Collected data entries

------

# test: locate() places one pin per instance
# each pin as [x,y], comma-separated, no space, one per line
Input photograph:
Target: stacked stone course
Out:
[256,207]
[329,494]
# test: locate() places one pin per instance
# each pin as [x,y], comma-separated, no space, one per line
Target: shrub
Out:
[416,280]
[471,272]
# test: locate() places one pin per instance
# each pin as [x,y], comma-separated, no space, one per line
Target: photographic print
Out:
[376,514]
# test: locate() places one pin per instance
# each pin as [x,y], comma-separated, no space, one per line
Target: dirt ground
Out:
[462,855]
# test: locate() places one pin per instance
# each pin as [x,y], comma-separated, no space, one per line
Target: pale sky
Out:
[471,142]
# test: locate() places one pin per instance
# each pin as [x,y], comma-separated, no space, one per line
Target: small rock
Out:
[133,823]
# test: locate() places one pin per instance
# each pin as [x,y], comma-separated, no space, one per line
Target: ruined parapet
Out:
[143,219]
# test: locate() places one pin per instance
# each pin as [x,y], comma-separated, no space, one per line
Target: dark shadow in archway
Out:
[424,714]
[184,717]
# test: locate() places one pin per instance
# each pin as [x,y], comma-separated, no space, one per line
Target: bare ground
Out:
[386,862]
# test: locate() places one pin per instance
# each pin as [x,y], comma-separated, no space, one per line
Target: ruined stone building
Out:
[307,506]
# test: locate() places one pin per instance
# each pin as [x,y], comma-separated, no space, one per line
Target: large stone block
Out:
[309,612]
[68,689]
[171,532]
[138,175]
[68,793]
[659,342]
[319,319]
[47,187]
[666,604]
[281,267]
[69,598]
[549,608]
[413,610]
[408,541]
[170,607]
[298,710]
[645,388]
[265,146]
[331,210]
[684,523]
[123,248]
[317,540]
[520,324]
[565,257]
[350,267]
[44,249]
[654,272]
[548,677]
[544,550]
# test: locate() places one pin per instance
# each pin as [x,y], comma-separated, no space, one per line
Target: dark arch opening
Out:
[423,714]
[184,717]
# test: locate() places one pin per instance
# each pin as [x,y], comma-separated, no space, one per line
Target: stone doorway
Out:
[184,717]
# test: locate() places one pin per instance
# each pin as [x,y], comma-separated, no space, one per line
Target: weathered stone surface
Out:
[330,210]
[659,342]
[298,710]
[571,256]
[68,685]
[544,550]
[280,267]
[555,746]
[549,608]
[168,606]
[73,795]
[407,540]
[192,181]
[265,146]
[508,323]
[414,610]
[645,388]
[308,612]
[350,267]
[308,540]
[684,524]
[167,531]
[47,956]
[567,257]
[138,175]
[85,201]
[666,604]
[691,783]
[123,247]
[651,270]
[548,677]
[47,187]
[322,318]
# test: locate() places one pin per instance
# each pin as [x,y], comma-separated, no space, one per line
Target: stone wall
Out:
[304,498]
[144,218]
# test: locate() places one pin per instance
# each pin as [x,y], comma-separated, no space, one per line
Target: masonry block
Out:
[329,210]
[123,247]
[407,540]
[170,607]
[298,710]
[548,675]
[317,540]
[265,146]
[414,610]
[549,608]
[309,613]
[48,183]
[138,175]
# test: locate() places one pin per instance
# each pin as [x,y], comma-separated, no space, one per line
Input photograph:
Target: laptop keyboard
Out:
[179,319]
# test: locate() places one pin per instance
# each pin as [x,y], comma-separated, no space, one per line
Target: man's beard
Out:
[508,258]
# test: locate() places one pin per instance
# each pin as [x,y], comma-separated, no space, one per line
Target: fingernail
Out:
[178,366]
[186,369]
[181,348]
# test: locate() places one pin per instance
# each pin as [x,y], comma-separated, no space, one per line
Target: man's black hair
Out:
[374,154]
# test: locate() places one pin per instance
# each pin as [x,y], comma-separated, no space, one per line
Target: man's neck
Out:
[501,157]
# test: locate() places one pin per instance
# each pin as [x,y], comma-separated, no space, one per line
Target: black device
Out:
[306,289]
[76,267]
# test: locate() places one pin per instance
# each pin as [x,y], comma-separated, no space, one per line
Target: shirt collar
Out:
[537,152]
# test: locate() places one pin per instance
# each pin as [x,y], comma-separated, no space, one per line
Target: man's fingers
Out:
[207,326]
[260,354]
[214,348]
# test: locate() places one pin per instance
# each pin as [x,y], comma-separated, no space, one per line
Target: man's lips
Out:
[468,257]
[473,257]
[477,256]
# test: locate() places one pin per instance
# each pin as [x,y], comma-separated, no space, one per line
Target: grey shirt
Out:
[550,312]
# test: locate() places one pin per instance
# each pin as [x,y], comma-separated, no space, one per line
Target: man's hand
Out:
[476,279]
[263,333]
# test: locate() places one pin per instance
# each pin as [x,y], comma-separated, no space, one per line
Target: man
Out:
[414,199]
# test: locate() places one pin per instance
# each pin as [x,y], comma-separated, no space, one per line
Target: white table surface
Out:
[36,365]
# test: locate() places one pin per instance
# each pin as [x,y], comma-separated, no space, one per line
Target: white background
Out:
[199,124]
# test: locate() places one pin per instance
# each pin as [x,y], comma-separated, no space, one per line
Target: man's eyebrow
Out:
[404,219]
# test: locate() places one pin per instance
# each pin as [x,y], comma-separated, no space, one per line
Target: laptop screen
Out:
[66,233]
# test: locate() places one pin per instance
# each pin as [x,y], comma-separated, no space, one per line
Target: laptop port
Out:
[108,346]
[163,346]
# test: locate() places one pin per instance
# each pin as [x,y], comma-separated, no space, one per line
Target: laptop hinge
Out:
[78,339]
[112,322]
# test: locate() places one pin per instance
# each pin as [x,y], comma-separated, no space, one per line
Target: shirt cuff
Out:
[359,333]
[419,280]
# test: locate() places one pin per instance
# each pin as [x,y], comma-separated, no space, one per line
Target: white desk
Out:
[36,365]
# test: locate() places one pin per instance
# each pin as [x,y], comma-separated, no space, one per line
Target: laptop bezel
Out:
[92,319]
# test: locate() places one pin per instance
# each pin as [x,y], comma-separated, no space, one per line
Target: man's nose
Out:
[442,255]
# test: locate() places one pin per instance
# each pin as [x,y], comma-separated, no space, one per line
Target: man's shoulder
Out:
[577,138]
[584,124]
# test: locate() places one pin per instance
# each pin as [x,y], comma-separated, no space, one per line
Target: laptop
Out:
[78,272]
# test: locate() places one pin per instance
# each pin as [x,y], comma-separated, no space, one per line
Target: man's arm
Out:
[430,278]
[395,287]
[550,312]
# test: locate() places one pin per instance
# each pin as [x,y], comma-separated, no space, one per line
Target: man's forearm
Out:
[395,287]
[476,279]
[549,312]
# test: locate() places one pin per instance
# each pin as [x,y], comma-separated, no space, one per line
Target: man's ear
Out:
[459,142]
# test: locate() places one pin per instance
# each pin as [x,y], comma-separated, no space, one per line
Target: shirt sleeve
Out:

------

» About this task: What you should produce is an exact copy of the records above.

» Answer below:
# test: locate() places one pin per instance
# each pin as [x,y], comma-separated, no space, one per line
Input photograph:
Target: stacked stone course
Out:
[256,207]
[329,494]
# test: locate() places one pin per instance
# each pin as [x,y], comma-separated, no space, one per line
Target: shrub
Out:
[416,280]
[471,272]
# test: locate() places one pin per instance
# each pin as [x,y], comma-separated, no space, one per line
Target: photographic print
Out:
[376,514]
# test: locate() places one pin per instance
# each pin as [x,y], comma-separated, no space, one per line
Target: dirt ground
Out:
[462,855]
# test: locate() places one pin per instance
# each pin as [x,y], comma-separated, no space, one per line
Target: pale sky
Out:
[471,142]
# test: locate() places one pin per instance
# each pin as [x,y], comma-separated, no space, one per line
Target: small rock
Out:
[133,823]
# test: locate() places one pin per instance
# each pin as [x,y], comma-separated, no space, one per line
Target: ruined parapet
Out:
[143,219]
# test: locate() places one pin per instance
# each pin as [x,y], comma-separated, no space, one per line
Target: dark shadow in archway
Out:
[424,714]
[184,717]
# test: locate() places one pin per instance
# each pin as [x,y], comma-separated, no space, one per line
Target: bare ground
Out:
[386,862]
# test: locate() places one pin per instance
# each pin as [x,y], comma-separated, no space, one per line
Target: ruined stone building
Out:
[307,506]
# test: locate() places one pin per instance
# each pin as [x,y], comma-separated, no space, one per line
Target: large stone block
Out:
[309,612]
[68,689]
[171,532]
[138,175]
[68,793]
[659,342]
[319,319]
[47,187]
[666,604]
[281,267]
[69,598]
[549,608]
[413,610]
[408,541]
[170,607]
[298,710]
[645,388]
[265,146]
[331,210]
[684,523]
[123,248]
[317,540]
[520,324]
[565,257]
[350,267]
[44,249]
[654,272]
[548,677]
[544,550]
# test: locate() places one pin per instance
# each pin as [x,y], comma-separated, no space, one per line
Target: dark arch opening
Out:
[423,714]
[184,717]
# test: locate() places one pin per instance
# each pin as [x,y], comma-separated, no space, one per line
Target: stone doorway
Out:
[184,717]
# test: locate() places one pin per instance
# each pin as [x,y], comma-separated, no space, one per line
Target: weathered stone surface
Out:
[330,210]
[659,342]
[298,710]
[571,256]
[68,685]
[544,550]
[280,267]
[555,746]
[549,608]
[168,606]
[73,795]
[407,540]
[192,181]
[265,146]
[508,323]
[414,610]
[645,388]
[308,612]
[350,267]
[308,540]
[684,524]
[167,531]
[47,956]
[567,257]
[138,175]
[85,201]
[666,604]
[691,783]
[123,247]
[651,270]
[548,677]
[47,187]
[322,318]
# test: locate() places one pin per instance
# each pin as [x,y], comma-separated, no space, one per line
Target: stone wall
Out:
[304,498]
[144,218]
# test: locate() places one pin per instance
# each pin as [x,y], comma-separated, no space, one per line
Target: masonry block
Out:
[329,210]
[123,247]
[407,540]
[170,607]
[298,710]
[548,675]
[317,540]
[265,146]
[414,610]
[549,608]
[309,613]
[48,183]
[138,175]
# test: locate() places one pin per instance
# each pin as [x,y], comma-separated, no space, one per line
Input photograph:
Target: laptop keyboard
Out:
[179,319]
# test: locate() places one pin per instance
# each pin as [x,y], comma-separated, no space, one per line
Target: man's beard
Out:
[508,258]
# test: locate() places one pin per instance
# each pin as [x,y], comma-separated, no space, one per line
Target: fingernail
Out:
[178,366]
[186,369]
[181,348]
# test: locate() places one pin per instance
# each pin as [x,y], comma-separated, no space, one per line
Target: man's black hair
Out:
[374,154]
# test: locate() places one pin per instance
# each pin as [x,y], comma-separated, no space, one per line
Target: man's neck
Out:
[501,157]
# test: locate() places one pin per instance
# each pin as [x,y], comma-separated, no space, one per line
Target: black device
Out:
[306,289]
[76,267]
# test: locate() places one pin per instance
# each pin as [x,y], comma-separated, no space, one per line
Target: shirt collar
Out:
[537,152]
# test: locate() places one pin per instance
# each pin as [x,y], comma-separated, no space, one per line
Target: man's fingers
Out:
[207,326]
[260,354]
[214,348]
# test: locate() places one pin per instance
# each pin as [x,y], comma-separated, no space, one per line
Target: man's lips
Out:
[468,257]
[473,257]
[477,256]
# test: locate() places one pin per instance
# each pin as [x,y], comma-separated, no space, one per line
Target: grey shirt
Out:
[550,312]
# test: locate() places one pin per instance
# each pin as [x,y], comma-separated, no space, one per line
Target: man's hand
Out:
[476,279]
[263,333]
# test: locate() places one pin per instance
# each pin as [x,y], comma-separated, no space, one per line
Target: man
Out:
[414,199]
# test: locate() places one pin per instance
# each pin as [x,y], comma-separated, no space, one per line
Target: white table surface
Out:
[36,365]
# test: locate() places one pin per instance
# each pin as [x,y], comma-separated, no space, one per line
Target: white background
Out:
[199,124]
# test: locate() places one pin per instance
# each pin as [x,y], comma-separated, no space, one per line
Target: man's eyebrow
Out:
[404,219]
# test: locate() places one pin per instance
# each pin as [x,y], comma-separated, no space, one per line
Target: laptop screen
Out:
[66,233]
# test: locate() places one pin per instance
# each pin as [x,y], comma-separated, no space, one per line
Target: laptop port
Out:
[108,346]
[163,346]
# test: locate() places one pin per instance
# each pin as [x,y], comma-separated, no space, one per line
Target: laptop hinge
Out:
[78,339]
[112,322]
# test: locate() places one pin per instance
# each pin as [x,y], comma-separated, no space, one per line
Target: shirt cuff
Out:
[359,333]
[419,280]
# test: locate() places one pin per instance
# each pin as [x,y], comma-separated, no space, one per line
Target: white desk
Out:
[36,365]
# test: locate() places one pin per instance
# each pin as [x,y], comma-separated, no space, one per line
Target: laptop bezel
Out:
[92,319]
# test: locate() places one pin per instance
# each pin as [x,y], comma-separated, no space, one per line
Target: man's nose
Out:
[442,255]
# test: locate() places one pin per instance
# each pin as [x,y], comma-separated, no space, one per line
Target: man's shoulder
Out:
[577,138]
[584,124]
# test: locate() places one pin per instance
# each pin as [x,y], comma-separated, no space, one per line
Target: laptop
Out:
[78,272]
# test: locate() places one pin per instance
# each pin as [x,y], comma-separated, no space, one per line
Target: man's arm
Out:
[430,278]
[395,287]
[550,312]
# test: locate() places one pin per instance
# each pin as [x,y], comma-separated, no space, one per line
Target: man's forearm
Out:
[395,287]
[476,279]
[549,312]
# test: locate() places one pin per instance
# each pin as [x,y], comma-separated, no space, one per line
Target: man's ear
Out:
[459,142]
# test: locate() places one pin per instance
# each pin as [x,y], comma-separated, no space, one per line
Target: shirt sleeve
Out:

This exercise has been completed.